» **Written request**: From the passage on load frequency control below, copy word for word the part that opens with the words containing "The main contributions" and closes with "nonlinear search spaces.".

» **Extract to read**:
- - - - -
The main contributions of this study are summarized as follows:

• Innovative Controller Design: An optimal two-stage LFC configuration is proposed, integrating a PID controller with filtered derivative action (PIDF) and a fuzzy fractional-order controller (Fuzzy FOPI–FOPD). This hierarchical design enhances system stability and reliability, ensuring the control framework remains effective even in the event of partial component failure.
• Dual Optimization Framework: The first stage PIDF is optimized using Particle Swarm Optimization (PSO) for rapid convergence and simplicity. The second-stage Fuzzy FOPI–FOPD controller is tuned using the Catch Fish Optimization Algorithm (CFOA), a novel metaheuristic effective in nonlinear search spaces.
• Comparative Performance Analysis: The proposed method is evaluated against conventional and advanced control techniques. Results confirm its superior ability to minimize transient deviations and maintain stable frequency regulation.
• Robustness Evaluation Under Realistic Conditions: The controller is tested under nonlinearities such as GRC and GDB, as well as system parameter uncertainties. It consistently demonstrates stable operation and low sensitivity to disturbances, confirming its robustness in dynamic and uncertain environments.

1.4. Paper Structure

This paper is organized as follows. Section 2 describes the mathematical modeling of the two-area load frequency control (LFC) system, including the nonlinear elements considered. Section 3 introduces the proposed two-stage controller structure and outlines the optimization strategies applied. Section 4 presents the simulation results and evaluates the controller’s performance and examines the system’s robustness under various operating scenarios. Finally, Section 5 concludes the study and suggests directions for future work.
- - - - -
» **Recorded data**:
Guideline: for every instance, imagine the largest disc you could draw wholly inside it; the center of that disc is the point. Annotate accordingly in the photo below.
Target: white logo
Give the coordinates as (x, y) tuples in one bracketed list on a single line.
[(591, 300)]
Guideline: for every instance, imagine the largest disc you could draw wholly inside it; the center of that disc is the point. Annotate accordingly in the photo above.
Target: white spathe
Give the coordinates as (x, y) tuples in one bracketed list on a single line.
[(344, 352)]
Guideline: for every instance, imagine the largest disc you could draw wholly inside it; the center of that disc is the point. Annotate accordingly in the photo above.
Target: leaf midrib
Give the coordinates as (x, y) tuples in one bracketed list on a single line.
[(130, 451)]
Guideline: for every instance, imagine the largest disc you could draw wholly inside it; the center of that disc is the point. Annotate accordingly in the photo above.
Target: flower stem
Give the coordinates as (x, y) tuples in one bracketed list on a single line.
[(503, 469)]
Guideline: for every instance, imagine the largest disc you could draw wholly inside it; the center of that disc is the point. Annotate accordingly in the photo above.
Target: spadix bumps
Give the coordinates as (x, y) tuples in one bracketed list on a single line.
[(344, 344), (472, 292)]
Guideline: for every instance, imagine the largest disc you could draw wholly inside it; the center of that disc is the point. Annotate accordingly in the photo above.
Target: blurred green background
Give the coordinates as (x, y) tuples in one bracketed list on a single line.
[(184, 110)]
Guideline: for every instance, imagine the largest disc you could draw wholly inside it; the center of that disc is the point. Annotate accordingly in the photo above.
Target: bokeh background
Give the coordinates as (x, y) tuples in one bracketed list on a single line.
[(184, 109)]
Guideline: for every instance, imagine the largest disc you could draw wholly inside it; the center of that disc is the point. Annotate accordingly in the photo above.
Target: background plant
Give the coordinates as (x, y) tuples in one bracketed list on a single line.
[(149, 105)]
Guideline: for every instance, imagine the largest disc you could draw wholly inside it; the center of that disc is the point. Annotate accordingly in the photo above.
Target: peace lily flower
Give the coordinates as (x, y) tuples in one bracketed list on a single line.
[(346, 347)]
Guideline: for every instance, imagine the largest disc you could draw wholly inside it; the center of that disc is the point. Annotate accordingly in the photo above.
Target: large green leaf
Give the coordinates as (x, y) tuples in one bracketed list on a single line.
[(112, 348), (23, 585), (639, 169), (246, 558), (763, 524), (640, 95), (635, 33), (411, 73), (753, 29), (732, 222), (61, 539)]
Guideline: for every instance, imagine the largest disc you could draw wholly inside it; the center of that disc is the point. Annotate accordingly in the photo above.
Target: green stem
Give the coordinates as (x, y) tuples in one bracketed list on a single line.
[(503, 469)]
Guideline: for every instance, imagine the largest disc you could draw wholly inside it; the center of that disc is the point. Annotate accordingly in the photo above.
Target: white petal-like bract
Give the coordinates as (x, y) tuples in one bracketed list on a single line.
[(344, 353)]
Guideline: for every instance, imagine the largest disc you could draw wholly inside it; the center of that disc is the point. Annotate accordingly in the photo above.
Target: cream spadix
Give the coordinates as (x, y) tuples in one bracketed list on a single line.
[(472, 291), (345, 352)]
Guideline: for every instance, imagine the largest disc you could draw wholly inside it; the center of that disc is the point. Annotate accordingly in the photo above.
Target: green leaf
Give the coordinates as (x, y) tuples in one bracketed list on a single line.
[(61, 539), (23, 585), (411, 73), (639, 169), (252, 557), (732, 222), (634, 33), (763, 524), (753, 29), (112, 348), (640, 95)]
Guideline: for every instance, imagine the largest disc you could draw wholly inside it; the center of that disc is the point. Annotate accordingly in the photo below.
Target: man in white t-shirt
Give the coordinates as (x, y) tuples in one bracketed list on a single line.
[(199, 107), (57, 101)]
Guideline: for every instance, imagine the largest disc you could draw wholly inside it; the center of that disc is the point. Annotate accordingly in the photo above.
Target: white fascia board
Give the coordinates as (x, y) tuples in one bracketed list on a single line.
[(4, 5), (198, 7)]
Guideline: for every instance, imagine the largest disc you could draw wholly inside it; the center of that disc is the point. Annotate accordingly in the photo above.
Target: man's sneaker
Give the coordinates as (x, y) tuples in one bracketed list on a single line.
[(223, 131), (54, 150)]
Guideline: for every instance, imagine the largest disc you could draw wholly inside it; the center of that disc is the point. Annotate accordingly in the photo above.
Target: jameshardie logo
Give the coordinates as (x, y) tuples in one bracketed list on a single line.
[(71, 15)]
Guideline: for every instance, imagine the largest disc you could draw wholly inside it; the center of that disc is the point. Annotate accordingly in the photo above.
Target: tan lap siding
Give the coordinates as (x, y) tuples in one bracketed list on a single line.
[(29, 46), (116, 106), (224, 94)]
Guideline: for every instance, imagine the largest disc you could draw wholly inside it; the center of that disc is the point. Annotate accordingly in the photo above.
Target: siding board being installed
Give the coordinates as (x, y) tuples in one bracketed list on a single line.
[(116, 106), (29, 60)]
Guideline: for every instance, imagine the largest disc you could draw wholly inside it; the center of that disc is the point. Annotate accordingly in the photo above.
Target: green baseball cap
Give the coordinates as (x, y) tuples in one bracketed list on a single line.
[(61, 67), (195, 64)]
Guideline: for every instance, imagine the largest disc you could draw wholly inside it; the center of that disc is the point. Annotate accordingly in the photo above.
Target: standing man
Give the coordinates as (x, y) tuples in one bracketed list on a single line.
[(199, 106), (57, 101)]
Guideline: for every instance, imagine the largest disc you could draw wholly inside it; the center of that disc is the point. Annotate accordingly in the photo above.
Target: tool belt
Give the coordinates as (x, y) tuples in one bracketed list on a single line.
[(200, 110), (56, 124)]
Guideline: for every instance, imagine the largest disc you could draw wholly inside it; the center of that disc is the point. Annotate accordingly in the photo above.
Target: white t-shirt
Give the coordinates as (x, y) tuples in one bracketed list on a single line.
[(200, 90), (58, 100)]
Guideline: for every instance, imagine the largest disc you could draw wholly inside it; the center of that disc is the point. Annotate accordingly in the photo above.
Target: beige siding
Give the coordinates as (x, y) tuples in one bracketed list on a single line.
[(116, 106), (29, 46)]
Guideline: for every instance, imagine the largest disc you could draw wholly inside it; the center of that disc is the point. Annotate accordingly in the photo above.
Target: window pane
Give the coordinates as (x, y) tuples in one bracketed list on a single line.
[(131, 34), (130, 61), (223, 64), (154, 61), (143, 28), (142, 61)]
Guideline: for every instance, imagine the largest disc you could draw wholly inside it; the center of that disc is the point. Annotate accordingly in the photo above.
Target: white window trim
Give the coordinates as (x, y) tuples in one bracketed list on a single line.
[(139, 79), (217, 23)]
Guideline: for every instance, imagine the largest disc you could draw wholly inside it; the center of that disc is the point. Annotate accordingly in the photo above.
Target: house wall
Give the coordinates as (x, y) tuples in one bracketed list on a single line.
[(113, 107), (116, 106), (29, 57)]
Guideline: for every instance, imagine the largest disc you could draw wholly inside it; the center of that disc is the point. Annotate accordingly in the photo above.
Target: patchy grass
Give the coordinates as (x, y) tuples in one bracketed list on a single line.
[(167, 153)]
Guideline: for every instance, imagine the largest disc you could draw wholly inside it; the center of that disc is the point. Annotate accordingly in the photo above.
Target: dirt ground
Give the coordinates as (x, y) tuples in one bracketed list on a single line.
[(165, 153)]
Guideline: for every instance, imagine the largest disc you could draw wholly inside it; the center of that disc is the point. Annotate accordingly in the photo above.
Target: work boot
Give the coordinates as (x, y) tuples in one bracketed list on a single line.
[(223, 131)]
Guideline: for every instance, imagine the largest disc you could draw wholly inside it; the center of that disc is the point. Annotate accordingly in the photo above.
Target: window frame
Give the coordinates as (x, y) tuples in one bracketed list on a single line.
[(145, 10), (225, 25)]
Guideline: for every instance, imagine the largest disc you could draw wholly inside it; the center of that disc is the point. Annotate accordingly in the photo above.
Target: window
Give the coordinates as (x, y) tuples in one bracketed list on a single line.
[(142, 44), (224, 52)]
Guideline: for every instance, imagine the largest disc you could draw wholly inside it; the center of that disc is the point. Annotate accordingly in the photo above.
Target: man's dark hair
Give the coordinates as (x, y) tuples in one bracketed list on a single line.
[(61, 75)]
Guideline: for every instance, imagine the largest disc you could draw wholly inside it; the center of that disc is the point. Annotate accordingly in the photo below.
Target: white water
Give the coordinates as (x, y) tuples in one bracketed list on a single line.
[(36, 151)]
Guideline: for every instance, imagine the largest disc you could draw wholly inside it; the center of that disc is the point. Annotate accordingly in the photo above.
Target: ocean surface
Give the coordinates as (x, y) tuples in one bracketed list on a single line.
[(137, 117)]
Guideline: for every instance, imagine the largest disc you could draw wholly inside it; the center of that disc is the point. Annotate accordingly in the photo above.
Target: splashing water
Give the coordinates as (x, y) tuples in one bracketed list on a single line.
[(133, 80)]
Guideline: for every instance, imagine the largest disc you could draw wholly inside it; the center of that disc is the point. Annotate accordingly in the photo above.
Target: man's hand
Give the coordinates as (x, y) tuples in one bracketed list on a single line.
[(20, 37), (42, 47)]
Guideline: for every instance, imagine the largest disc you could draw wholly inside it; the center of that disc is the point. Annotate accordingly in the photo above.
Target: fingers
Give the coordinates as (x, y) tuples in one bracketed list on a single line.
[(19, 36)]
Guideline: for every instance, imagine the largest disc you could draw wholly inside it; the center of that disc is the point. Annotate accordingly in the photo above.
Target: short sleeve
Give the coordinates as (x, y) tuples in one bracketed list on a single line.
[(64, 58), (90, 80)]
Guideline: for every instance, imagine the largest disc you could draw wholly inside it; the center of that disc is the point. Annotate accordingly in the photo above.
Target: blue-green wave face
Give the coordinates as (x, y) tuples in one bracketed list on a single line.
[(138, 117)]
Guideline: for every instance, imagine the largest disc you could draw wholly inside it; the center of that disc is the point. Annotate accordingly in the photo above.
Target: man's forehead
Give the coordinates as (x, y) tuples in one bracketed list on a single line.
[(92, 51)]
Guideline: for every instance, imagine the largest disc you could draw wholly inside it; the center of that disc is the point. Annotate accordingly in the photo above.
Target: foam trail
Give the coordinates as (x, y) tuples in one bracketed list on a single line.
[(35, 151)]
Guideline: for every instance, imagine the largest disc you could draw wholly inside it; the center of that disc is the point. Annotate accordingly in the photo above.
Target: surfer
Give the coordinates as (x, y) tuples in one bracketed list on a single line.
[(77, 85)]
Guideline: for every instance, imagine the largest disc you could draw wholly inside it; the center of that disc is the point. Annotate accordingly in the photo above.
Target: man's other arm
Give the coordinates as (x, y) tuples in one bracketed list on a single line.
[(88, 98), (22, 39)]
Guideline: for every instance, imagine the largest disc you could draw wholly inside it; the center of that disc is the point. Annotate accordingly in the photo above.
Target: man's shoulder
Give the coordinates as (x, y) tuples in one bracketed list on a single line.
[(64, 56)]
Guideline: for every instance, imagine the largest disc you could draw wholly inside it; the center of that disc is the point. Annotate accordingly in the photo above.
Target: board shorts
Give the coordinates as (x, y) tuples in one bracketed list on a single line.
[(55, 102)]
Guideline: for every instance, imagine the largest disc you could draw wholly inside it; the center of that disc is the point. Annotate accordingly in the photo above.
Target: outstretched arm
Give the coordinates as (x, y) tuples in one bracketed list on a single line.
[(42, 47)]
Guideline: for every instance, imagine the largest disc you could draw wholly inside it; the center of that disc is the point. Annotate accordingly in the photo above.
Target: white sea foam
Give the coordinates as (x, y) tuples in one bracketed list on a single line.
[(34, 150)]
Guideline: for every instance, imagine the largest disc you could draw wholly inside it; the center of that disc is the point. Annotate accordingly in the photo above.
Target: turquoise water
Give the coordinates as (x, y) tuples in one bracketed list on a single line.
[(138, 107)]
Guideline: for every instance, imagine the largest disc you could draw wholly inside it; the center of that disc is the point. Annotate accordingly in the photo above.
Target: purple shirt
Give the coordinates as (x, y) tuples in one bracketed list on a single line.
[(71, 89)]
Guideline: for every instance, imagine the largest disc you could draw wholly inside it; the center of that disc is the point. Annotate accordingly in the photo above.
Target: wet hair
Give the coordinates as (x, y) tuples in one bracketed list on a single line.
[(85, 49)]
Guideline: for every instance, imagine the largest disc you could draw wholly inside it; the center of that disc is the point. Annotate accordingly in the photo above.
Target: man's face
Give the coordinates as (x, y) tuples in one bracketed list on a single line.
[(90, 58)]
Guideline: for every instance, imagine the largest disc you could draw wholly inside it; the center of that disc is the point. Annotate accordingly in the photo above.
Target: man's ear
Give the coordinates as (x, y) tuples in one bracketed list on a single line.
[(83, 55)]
- - - - -
» **Solution for this exercise**:
The main contributions of this study are summarized as follows:

• Innovative Controller Design: An optimal two-stage LFC configuration is proposed, integrating a PID controller with filtered derivative action (PIDF) and a fuzzy fractional-order controller (Fuzzy FOPI–FOPD). This hierarchical design enhances system stability and reliability, ensuring the control framework remains effective even in the event of partial component failure.
• Dual Optimization Framework: The first stage PIDF is optimized using Particle Swarm Optimization (PSO) for rapid convergence and simplicity. The second-stage Fuzzy FOPI–FOPD controller is tuned using the Catch Fish Optimization Algorithm (CFOA), a novel metaheuristic effective in nonlinear search spaces.